---- Entries supplied

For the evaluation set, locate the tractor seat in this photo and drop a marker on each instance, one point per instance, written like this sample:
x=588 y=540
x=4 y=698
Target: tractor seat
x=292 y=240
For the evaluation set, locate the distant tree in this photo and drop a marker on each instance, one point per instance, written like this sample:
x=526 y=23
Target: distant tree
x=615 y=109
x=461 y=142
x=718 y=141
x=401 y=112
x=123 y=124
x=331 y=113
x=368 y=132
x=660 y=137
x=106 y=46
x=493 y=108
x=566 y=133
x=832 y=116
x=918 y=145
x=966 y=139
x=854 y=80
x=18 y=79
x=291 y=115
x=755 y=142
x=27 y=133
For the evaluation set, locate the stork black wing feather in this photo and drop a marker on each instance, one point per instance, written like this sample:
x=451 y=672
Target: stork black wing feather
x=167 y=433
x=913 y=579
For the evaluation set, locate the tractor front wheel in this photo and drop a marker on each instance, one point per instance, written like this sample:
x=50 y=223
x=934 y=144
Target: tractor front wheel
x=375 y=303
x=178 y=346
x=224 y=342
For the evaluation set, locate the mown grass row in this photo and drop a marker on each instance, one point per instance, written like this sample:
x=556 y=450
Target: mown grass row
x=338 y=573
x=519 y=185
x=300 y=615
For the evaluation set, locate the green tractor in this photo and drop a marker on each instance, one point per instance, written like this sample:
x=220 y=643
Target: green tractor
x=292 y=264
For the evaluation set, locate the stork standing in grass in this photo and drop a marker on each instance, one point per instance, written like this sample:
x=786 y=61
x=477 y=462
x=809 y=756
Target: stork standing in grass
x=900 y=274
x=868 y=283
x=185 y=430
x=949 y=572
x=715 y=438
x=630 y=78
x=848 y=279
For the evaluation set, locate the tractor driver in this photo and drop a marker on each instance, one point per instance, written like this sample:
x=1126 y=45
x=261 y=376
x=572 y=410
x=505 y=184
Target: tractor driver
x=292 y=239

--------

What is expected
Reproduce the data above line for line, with no changes.

Full output
For the evaluation set, locate the tractor seat in this photo and drop a marker on each instance, one point per instance, written like this sample:
x=588 y=540
x=4 y=698
Target: tractor seat
x=292 y=240
For the evaluation set, locate the distant tree in this photo and drop a marker on each instance, one point per instance, written like this sample:
x=526 y=23
Target: distant tree
x=615 y=109
x=461 y=142
x=718 y=141
x=401 y=112
x=123 y=124
x=331 y=113
x=368 y=132
x=660 y=137
x=106 y=46
x=493 y=108
x=566 y=133
x=832 y=116
x=918 y=145
x=966 y=139
x=854 y=80
x=18 y=79
x=291 y=115
x=755 y=142
x=27 y=133
For the evaluation set, locate the stork black wing feather in this photo and drop a marker on each instance, one point per instance, written like this sample:
x=451 y=672
Target: stork black wing feather
x=167 y=433
x=913 y=579
For the evaluation set, locate the tractor front wheel in this photo and drop a marker on each instance, one point per instance, written like this sample:
x=50 y=223
x=934 y=144
Target: tractor front wheel
x=375 y=303
x=178 y=346
x=224 y=342
For the evaluation set, locate the mown grass row in this photo and drop a marker on each instance, one point per instance, written like this sample:
x=556 y=450
Target: mown grass row
x=338 y=573
x=519 y=185
x=300 y=615
For the evaluation set, locate the green tractor in this photo and drop a marker on each instance, one point per instance, written like this sample:
x=220 y=643
Target: green tractor
x=292 y=264
For the evaluation set, locate the stork standing in grass in this photo and drop a marker on each instance, one point per instance, written like this sample:
x=786 y=61
x=477 y=462
x=809 y=756
Target: stork standing in grass
x=900 y=274
x=868 y=283
x=185 y=430
x=949 y=572
x=715 y=438
x=630 y=78
x=848 y=279
For the evaluation set, locate the tractor driver in this photo and drop a marker on each instance, one point per instance, written like this sample:
x=1126 y=45
x=261 y=376
x=572 y=410
x=505 y=184
Target: tractor driver
x=292 y=239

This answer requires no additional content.